Present the lines below as a numbered list, from the line containing "of the lace" through the end of the lines, skipping blank lines and leaving out the pictures.

— Begin Input for this task —

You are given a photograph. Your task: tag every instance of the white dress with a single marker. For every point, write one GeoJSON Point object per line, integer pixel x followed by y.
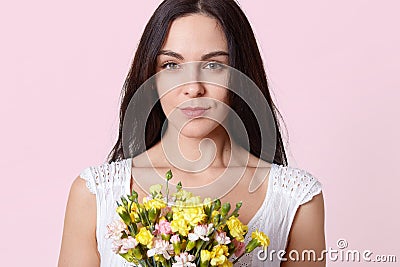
{"type": "Point", "coordinates": [288, 187]}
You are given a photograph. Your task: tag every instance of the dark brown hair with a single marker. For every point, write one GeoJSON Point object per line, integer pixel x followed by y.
{"type": "Point", "coordinates": [244, 56]}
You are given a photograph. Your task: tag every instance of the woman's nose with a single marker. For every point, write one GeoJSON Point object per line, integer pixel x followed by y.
{"type": "Point", "coordinates": [195, 89]}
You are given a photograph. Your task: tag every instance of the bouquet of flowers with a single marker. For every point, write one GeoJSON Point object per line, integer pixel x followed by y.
{"type": "Point", "coordinates": [179, 231]}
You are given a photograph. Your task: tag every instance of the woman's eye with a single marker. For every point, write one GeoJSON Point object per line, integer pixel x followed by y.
{"type": "Point", "coordinates": [170, 66]}
{"type": "Point", "coordinates": [213, 66]}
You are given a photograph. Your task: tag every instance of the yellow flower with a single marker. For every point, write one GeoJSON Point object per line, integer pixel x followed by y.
{"type": "Point", "coordinates": [154, 203]}
{"type": "Point", "coordinates": [182, 195]}
{"type": "Point", "coordinates": [236, 228]}
{"type": "Point", "coordinates": [194, 215]}
{"type": "Point", "coordinates": [145, 237]}
{"type": "Point", "coordinates": [205, 255]}
{"type": "Point", "coordinates": [262, 238]}
{"type": "Point", "coordinates": [219, 255]}
{"type": "Point", "coordinates": [179, 224]}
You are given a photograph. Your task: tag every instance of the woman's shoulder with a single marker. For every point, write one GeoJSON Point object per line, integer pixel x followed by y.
{"type": "Point", "coordinates": [105, 175]}
{"type": "Point", "coordinates": [297, 183]}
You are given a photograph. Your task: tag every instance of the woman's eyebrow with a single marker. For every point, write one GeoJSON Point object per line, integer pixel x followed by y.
{"type": "Point", "coordinates": [203, 57]}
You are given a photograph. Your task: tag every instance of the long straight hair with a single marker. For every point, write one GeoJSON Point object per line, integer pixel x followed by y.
{"type": "Point", "coordinates": [244, 56]}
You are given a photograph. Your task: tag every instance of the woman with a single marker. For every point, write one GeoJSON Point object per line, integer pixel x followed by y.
{"type": "Point", "coordinates": [200, 141]}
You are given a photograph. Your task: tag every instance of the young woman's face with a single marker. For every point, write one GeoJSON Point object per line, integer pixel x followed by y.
{"type": "Point", "coordinates": [190, 73]}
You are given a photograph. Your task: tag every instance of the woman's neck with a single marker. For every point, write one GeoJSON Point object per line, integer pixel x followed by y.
{"type": "Point", "coordinates": [193, 154]}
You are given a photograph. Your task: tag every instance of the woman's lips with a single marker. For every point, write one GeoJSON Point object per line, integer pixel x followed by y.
{"type": "Point", "coordinates": [194, 112]}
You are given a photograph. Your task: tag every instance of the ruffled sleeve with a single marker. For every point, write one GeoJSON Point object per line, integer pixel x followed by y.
{"type": "Point", "coordinates": [87, 175]}
{"type": "Point", "coordinates": [311, 187]}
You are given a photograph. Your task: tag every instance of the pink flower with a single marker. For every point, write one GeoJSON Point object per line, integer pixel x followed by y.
{"type": "Point", "coordinates": [115, 230]}
{"type": "Point", "coordinates": [162, 247]}
{"type": "Point", "coordinates": [184, 260]}
{"type": "Point", "coordinates": [164, 211]}
{"type": "Point", "coordinates": [164, 227]}
{"type": "Point", "coordinates": [221, 238]}
{"type": "Point", "coordinates": [175, 239]}
{"type": "Point", "coordinates": [127, 244]}
{"type": "Point", "coordinates": [239, 247]}
{"type": "Point", "coordinates": [200, 232]}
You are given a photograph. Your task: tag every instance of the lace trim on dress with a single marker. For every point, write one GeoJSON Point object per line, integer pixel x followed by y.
{"type": "Point", "coordinates": [86, 174]}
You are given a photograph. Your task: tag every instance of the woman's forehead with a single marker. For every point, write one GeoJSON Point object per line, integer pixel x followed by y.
{"type": "Point", "coordinates": [195, 34]}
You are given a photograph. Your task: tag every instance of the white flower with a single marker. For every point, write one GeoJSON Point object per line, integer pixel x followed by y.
{"type": "Point", "coordinates": [127, 244]}
{"type": "Point", "coordinates": [117, 244]}
{"type": "Point", "coordinates": [175, 239]}
{"type": "Point", "coordinates": [221, 238]}
{"type": "Point", "coordinates": [115, 229]}
{"type": "Point", "coordinates": [184, 260]}
{"type": "Point", "coordinates": [162, 247]}
{"type": "Point", "coordinates": [200, 232]}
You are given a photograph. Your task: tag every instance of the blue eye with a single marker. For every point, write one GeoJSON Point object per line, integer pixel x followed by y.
{"type": "Point", "coordinates": [170, 66]}
{"type": "Point", "coordinates": [214, 66]}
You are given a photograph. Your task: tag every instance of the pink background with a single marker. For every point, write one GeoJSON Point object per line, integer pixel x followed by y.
{"type": "Point", "coordinates": [333, 67]}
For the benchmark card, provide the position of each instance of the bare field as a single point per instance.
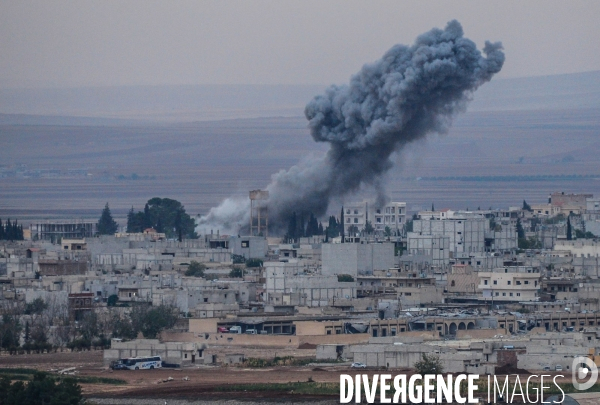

— End Input for this task —

▶ Written solution
1. You are given a photograph. Your task: tag every instance of the lace trim on dress with a single marker. For every point, write one GeoJSON Point object per line, integer pixel x followed by y.
2. {"type": "Point", "coordinates": [86, 174]}
3. You are given a photograph. Your task: tag every instance of the woman's forehead with a single marker. For every point, write one GeoJSON Point object per line, integer pixel x followed by y.
4. {"type": "Point", "coordinates": [195, 34]}
5. You are given a photograph. Your task: tag every instance of the white flower with a single marker. For every point, write one GeoJSON Point object per line, integer pixel x followed by y.
6. {"type": "Point", "coordinates": [127, 244]}
7. {"type": "Point", "coordinates": [117, 244]}
8. {"type": "Point", "coordinates": [175, 239]}
9. {"type": "Point", "coordinates": [221, 238]}
10. {"type": "Point", "coordinates": [115, 229]}
11. {"type": "Point", "coordinates": [184, 260]}
12. {"type": "Point", "coordinates": [162, 247]}
13. {"type": "Point", "coordinates": [200, 232]}
14. You are given a photograph. Your task: tag every instance of the blue eye with a single marker. For every point, write one GeoJSON Point object per line, integer pixel x followed by y.
15. {"type": "Point", "coordinates": [170, 66]}
16. {"type": "Point", "coordinates": [214, 66]}
17. You are given a photograph. Your task: tag every instance of the pink background with a single marker. For every point, write one GeoJSON Point object per line, integer pixel x followed by y.
18. {"type": "Point", "coordinates": [333, 67]}
19. For the benchmark card, provide the position of each instance of the bare field as a single point per instance.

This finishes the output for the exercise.